Dataset rows on where objects appear
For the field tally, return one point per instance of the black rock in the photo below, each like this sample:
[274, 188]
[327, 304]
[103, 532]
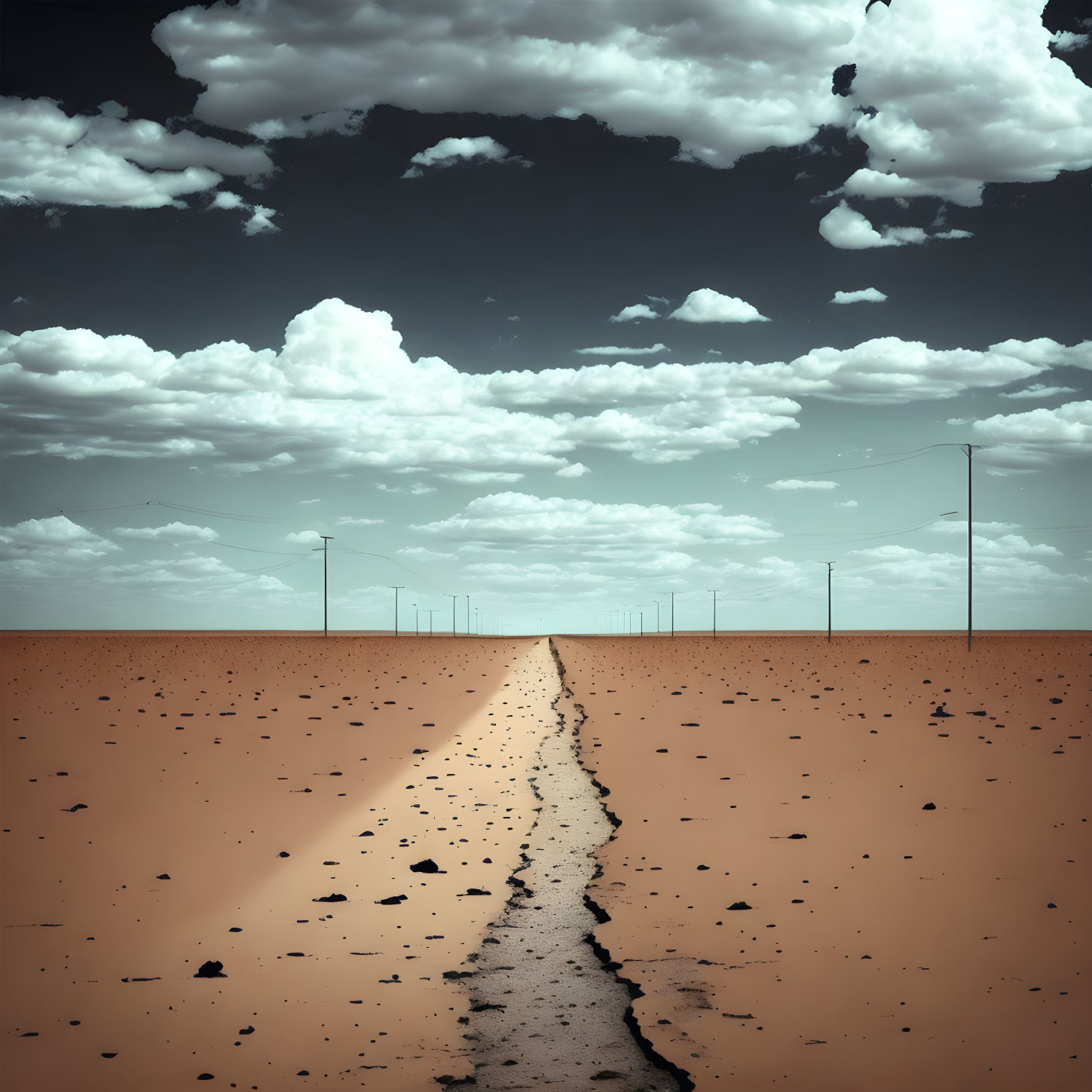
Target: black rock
[842, 79]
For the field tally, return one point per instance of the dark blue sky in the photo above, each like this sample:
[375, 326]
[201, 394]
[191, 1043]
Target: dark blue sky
[491, 491]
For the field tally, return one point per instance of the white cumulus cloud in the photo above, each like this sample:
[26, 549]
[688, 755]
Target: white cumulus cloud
[619, 350]
[848, 230]
[170, 533]
[634, 311]
[860, 296]
[525, 518]
[798, 484]
[48, 156]
[1038, 391]
[937, 117]
[454, 150]
[705, 304]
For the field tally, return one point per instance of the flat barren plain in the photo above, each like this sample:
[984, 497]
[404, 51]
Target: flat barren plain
[275, 861]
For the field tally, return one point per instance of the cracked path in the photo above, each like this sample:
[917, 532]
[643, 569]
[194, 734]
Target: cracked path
[545, 1009]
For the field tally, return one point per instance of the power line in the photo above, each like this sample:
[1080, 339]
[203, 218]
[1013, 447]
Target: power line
[861, 466]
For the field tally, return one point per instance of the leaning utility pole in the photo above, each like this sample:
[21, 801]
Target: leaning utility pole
[714, 612]
[671, 594]
[970, 569]
[828, 564]
[396, 586]
[325, 539]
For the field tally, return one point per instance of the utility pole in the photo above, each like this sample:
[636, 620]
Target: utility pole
[325, 539]
[714, 613]
[396, 586]
[671, 594]
[970, 567]
[829, 564]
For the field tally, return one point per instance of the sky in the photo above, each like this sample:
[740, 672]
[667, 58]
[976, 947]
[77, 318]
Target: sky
[545, 309]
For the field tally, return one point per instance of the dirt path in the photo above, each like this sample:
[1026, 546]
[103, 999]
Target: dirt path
[545, 1008]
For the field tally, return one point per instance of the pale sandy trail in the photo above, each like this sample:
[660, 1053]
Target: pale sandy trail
[545, 1009]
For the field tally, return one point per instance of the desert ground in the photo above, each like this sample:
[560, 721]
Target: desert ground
[510, 863]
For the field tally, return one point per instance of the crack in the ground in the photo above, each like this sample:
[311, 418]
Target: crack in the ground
[542, 1011]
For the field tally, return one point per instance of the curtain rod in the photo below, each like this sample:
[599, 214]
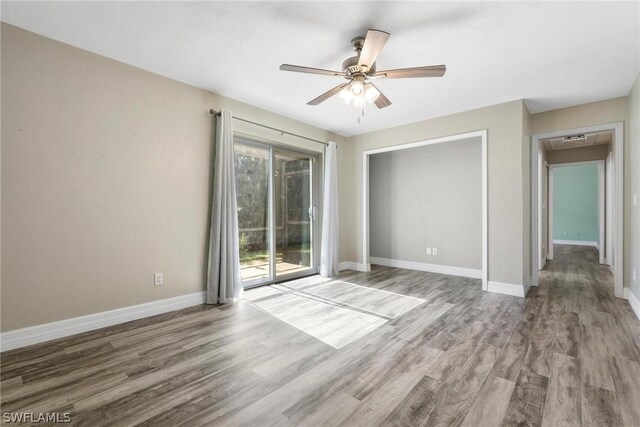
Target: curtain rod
[217, 113]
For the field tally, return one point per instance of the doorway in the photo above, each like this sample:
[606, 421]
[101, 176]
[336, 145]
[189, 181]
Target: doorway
[611, 253]
[276, 198]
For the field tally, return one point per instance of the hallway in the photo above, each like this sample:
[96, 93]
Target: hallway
[594, 339]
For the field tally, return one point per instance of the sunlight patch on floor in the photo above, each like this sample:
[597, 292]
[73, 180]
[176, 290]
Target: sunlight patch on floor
[335, 312]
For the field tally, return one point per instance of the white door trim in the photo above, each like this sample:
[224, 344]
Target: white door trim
[618, 193]
[365, 192]
[601, 205]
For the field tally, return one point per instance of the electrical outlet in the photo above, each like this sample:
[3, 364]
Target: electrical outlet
[157, 279]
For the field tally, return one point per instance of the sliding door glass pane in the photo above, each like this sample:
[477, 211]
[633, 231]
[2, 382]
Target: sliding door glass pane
[252, 188]
[293, 219]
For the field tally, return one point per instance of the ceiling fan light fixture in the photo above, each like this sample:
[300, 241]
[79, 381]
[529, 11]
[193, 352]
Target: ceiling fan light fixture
[371, 93]
[357, 86]
[345, 96]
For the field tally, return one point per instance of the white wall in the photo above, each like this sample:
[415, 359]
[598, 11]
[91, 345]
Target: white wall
[428, 196]
[634, 189]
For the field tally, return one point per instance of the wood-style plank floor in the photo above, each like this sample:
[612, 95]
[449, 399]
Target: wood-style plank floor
[568, 354]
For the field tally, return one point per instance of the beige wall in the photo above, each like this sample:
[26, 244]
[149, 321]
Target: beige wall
[428, 196]
[579, 154]
[504, 125]
[634, 187]
[106, 178]
[595, 113]
[527, 228]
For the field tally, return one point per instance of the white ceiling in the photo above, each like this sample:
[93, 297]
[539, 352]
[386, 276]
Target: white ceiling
[552, 54]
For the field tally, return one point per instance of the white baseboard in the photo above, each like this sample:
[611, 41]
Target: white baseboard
[356, 266]
[634, 302]
[64, 328]
[506, 288]
[432, 268]
[575, 243]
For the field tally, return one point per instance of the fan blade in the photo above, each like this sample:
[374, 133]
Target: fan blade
[403, 73]
[381, 101]
[373, 44]
[328, 94]
[309, 70]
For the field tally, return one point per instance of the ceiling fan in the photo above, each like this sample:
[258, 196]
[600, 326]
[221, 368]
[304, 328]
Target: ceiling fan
[359, 69]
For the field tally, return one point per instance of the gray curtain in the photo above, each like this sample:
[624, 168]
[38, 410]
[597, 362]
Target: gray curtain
[223, 281]
[329, 266]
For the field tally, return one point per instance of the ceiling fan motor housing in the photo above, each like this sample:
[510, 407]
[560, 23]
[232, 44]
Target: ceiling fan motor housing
[350, 66]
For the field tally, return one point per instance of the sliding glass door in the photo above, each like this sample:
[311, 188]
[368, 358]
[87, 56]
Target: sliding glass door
[276, 212]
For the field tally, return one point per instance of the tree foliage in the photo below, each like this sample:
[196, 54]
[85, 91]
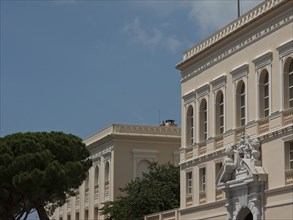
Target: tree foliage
[156, 191]
[38, 170]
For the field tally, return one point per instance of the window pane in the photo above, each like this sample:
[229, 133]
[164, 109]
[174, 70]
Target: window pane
[291, 79]
[291, 93]
[242, 99]
[242, 113]
[266, 91]
[266, 103]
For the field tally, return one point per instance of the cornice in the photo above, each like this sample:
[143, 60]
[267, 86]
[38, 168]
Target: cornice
[134, 130]
[237, 24]
[191, 67]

● Instruction: Copy out all of the records with each "field tally" changed to "site survey" and everything else left as it is. Omit the pictures from your copy.

● Solved exercise:
For the site survey, return one point per instance of the black rock in the photo below, each like this sample:
[274, 188]
[327, 304]
[103, 532]
Target: black rock
[842, 79]
For the site survey, return one point per instance of the dark blue sky in the photo above, each like this sample:
[375, 326]
[201, 394]
[191, 1043]
Target: dark blue sky
[491, 491]
For the site survey, return one point per instance of the white cumulus cloud in the photo above, each like this sample:
[26, 549]
[688, 755]
Target: white cumulus cloud
[619, 350]
[848, 230]
[170, 533]
[634, 311]
[860, 296]
[525, 518]
[798, 484]
[48, 156]
[1038, 391]
[937, 117]
[454, 150]
[705, 304]
For the site survey, return one point per instance of the flat barren plain in the photo above, each like this sample:
[984, 497]
[404, 51]
Target: flat barren plain
[275, 861]
For the site survey, return one point per instance of the cracked path in the photo above, each like this sample:
[917, 532]
[643, 569]
[194, 734]
Target: cracked path
[545, 1009]
For the site survey, return one point per instance of the power line in the photo above, each like this sample:
[1080, 339]
[203, 218]
[1013, 447]
Target: power line
[861, 466]
For the site survey, return one point per instance of the leaning utility pole in the photo above, each like this sample:
[21, 801]
Target: leaning utility pole
[714, 612]
[671, 594]
[970, 569]
[828, 564]
[396, 586]
[325, 539]
For the site survey, return one point per instance of the utility pole in the photo above, each like this sample:
[636, 620]
Target: utility pole
[325, 539]
[714, 613]
[396, 586]
[671, 594]
[970, 567]
[829, 564]
For the site survey, return one point per instance of the sky in the photo above, each like this sample:
[740, 672]
[667, 58]
[976, 947]
[77, 318]
Target: sky
[545, 309]
For the site survey, return one point per instance of the dirt path in the photo above, each like this sample:
[1026, 546]
[103, 999]
Target: dirt path
[545, 1008]
For the site survey, return one point per instance of the pale sandy trail in the photo above, each like this sample:
[660, 1053]
Target: pale sandy trail
[545, 1009]
For the site survey, return one point per instance of the desert ground in the photo above, each like this sample:
[560, 721]
Target: desert ground
[510, 863]
For the site survey, return one point per instance of the crack in the ground in the photo above, each like this sample:
[311, 418]
Target: crack in the ground
[542, 1011]
For the site survey, return one point per instance of the curtain rod in the photo below, each like this sample:
[599, 214]
Target: curtain rod
[217, 113]
For the site survey, return one point per instance of the doorway in the photo above, each like this sample:
[606, 421]
[101, 176]
[336, 145]
[189, 181]
Target: doorway
[611, 253]
[276, 198]
For the site survey, return one point per instance of the hallway in the photo above, each like this sample:
[96, 93]
Target: hallway
[594, 339]
For the site survey, return one point per instance of the sunlight patch on floor in the photo above, each like this sample:
[597, 292]
[73, 180]
[176, 290]
Target: sunlight patch on floor
[335, 312]
For the site survey, return one point per instance of the white door trim in the photo above, each like this sample:
[224, 344]
Target: white door trim
[618, 193]
[365, 192]
[601, 205]
For the site survey, return one point per instance of the electrical outlet in the photo above, each like this sample:
[3, 364]
Target: electrical outlet
[157, 279]
For the site survey, return one point per instance of the sliding door glass pane in the photo above, each like this sample:
[477, 211]
[633, 231]
[2, 382]
Target: sliding door glass pane
[252, 188]
[293, 219]
For the site survey, return one point per instance of the ceiling fan light fixture in the photo above, each like this sample:
[300, 241]
[79, 381]
[529, 11]
[193, 352]
Target: ceiling fan light fixture
[371, 93]
[357, 86]
[345, 96]
For the site survey, return one point per instance of the white wall in the photo above, each like this sample:
[415, 359]
[598, 11]
[91, 345]
Target: white wall
[428, 196]
[634, 189]
For the site survey, return one point per instance of the wood-style plank floor in the photo above, each like this sample:
[612, 95]
[449, 399]
Target: wood-style plank floor
[568, 354]
For the site survey, return one point per instance of the beige wall in the photo above, each like this sample:
[26, 244]
[149, 321]
Target: beige wall
[428, 196]
[579, 154]
[504, 125]
[634, 187]
[106, 178]
[595, 113]
[527, 228]
For the site survey, return one point per instance of the white ceiling in the photo above, each like this sample:
[93, 297]
[539, 352]
[386, 276]
Target: white ceiling
[552, 54]
For the site survey, return one point per instance of the white baseboard in the photo above, each like this sample:
[611, 41]
Target: white baseboard
[356, 266]
[634, 302]
[64, 328]
[506, 288]
[432, 268]
[575, 243]
For the site survey, return one point per instance of the fan blade in the photo above, each like this sample:
[374, 133]
Target: fan blade
[403, 73]
[381, 101]
[373, 44]
[328, 94]
[309, 70]
For the site survey, return one point per instance of the ceiling fan in the photo above, each like this sample:
[258, 196]
[600, 326]
[221, 368]
[304, 328]
Target: ceiling fan
[359, 69]
For the site survey, return one point per instance of the gray curtain in the photo above, each like this sample:
[624, 168]
[38, 410]
[597, 362]
Target: gray curtain
[223, 281]
[329, 266]
For the site survey, return one point per instance of the ceiling fan motor housing in the photo above, each like this sample:
[510, 407]
[560, 23]
[232, 44]
Target: ceiling fan motor housing
[350, 66]
For the site survey, return one point per instance of the sliding glass door in the photo above, each like this sample:
[311, 188]
[368, 358]
[87, 56]
Target: sliding glass door
[276, 212]
For the site survey, return one point per instance of the tree foliage in the photo below, each like this sample:
[196, 54]
[85, 91]
Target: tree foliage
[156, 191]
[38, 170]
For the site survey, return one point per instance of the window pane in the photo above, each like this sample:
[229, 133]
[164, 109]
[174, 70]
Target: window pane
[291, 79]
[291, 93]
[242, 99]
[242, 113]
[266, 91]
[266, 103]
For the site survey, return one point per instance of the cornice in the photo above, each like this sample:
[143, 60]
[267, 86]
[38, 168]
Target: cornice
[134, 130]
[237, 24]
[191, 67]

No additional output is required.